Tasks to complete:
#1 According to the passage on units, under what condition is a/n^r a unit?
#2 Update the portion of the passage on units that begins at "It turns out" and stops after "power of $n$.", using "is a factor of" in place of "divides".

Passage provided:
It turns out that $\frac{a}{n^r}$ is a unit iff there is a $k \ge 0$ such that $a \mid n^k$.
Consider $\frac{a}{n^r}$ a unit. There must be a $\frac{b}{n^s}$ such that $\frac{a}{n^r} \cdot \frac{b}{n^s} = 1$. This implies that $n^{r + s} = ab$, and so $a$ divides some power of $n$.
Let $a$ divide some power of $n$, so for some $c$ and $k$, we have $ac = n^k$. Then $a \cdot \frac{c}{n^k} = 1$, so $a$ is a unit. So this necessary condition is also sufficient.

Supplied material:

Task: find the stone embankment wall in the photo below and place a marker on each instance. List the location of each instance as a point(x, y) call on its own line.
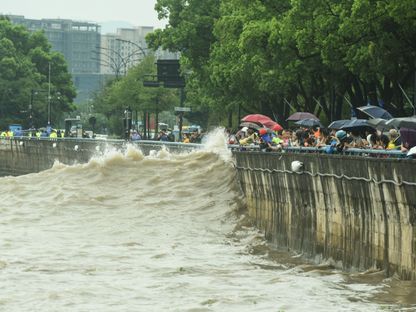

Replies:
#1 It is a unit exactly when there is some k ≥ 0 such that a divides n^k.

#2
It turns out that $\frac{a}{n^r}$ is a unit iff there is a $k \ge 0$ such that $a \mid n^k$.
Consider $\frac{a}{n^r}$ a unit. There must be a $\frac{b}{n^s}$ such that $\frac{a}{n^r} \cdot \frac{b}{n^s} = 1$. This implies that $n^{r + s} = ab$, and so $a$ is a factor of some power of $n$.